A ces projets visant la communauté virtuelle, répondent de nombreux exemples d'œuvres participatives: Lee Mingwei proposant aux visiteurs de dormir en sa compagnie dans le palais de la prison des Doges ("Limbo Zone", Taïwan), Meschac Gaba offrant ses boissons au gingembre en projetant des images du Bénin, sa "Venise africaine", ou Carlos Amorales proposant au visiteur de l'aider à confectionner ses chaussures, certain que telle occupation deviendra dans un futur proche un loisir comparable au sport ("We are the World", Pays-Bas). L'image que donne de l'humanité Michal Rovner au pavillon israélien est à la fois plus réductrice et inquiétante: ses vidéos présentent des groupes humains telles des cellules sous un microscope, dont on ne sait si elles sont, ou non, néfastes pour le monde qui les abrite. Le Lion d'Or, qui récompense la meilleure participation nationale, a été attribué au Luxembourg, représenté par Su-Mei Tse. Violoncelliste et plasticienne, elle a conçu un parcours qui mêle vidéos et installations, à la fois humoristiques et poétiques, dénommé "air conditionned" - air de musique ou aire de lancement.

PEDRO MORALES, "Cityrooms"

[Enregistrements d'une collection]
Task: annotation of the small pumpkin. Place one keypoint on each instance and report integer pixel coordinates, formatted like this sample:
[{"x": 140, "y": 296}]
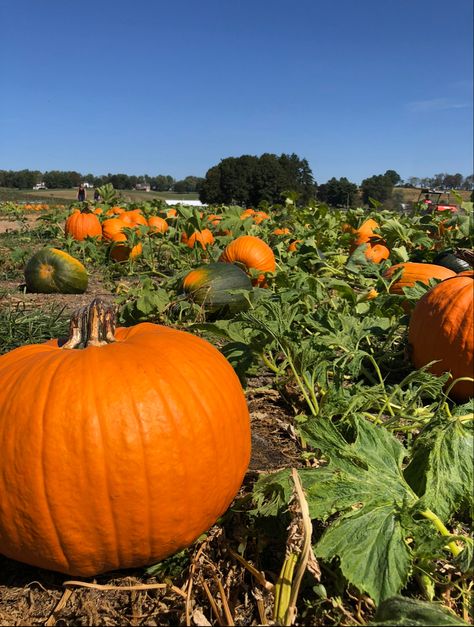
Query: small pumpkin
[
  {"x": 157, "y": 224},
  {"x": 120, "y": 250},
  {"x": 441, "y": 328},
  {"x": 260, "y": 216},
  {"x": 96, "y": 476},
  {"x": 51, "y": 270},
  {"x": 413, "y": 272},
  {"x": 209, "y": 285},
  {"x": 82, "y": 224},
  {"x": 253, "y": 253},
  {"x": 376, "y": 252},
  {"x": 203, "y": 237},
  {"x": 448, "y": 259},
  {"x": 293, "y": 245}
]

==

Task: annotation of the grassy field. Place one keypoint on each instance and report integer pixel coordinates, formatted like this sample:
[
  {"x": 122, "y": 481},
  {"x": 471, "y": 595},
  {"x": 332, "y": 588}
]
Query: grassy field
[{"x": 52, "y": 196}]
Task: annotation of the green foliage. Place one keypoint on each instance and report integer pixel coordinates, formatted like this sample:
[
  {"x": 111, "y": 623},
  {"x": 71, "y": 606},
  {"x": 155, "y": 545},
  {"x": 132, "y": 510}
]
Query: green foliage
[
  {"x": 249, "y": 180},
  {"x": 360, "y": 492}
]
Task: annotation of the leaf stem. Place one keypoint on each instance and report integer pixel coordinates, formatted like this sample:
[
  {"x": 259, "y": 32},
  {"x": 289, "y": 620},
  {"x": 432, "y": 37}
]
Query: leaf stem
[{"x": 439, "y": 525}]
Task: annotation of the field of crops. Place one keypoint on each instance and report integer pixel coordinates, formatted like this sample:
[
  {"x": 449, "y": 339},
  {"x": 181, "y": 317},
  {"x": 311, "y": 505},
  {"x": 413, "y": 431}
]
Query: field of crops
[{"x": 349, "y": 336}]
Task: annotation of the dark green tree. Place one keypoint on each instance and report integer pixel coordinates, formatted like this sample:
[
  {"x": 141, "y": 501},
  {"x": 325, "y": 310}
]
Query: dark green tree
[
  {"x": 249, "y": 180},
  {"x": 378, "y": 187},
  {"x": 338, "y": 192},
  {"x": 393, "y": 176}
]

Consignes:
(A) Dans l'extrait, à quelle participation nationale le Lion d'Or a-t-il été attribué ?
(B) Quels artistes l'extrait présente-t-il comme exemples d'œuvres participatives ?

Réponses attendues:
(A) Au Luxembourg, représenté par Su-Mei Tse.

(B) Lee Mingwei, Meschac Gaba et Carlos Amorales.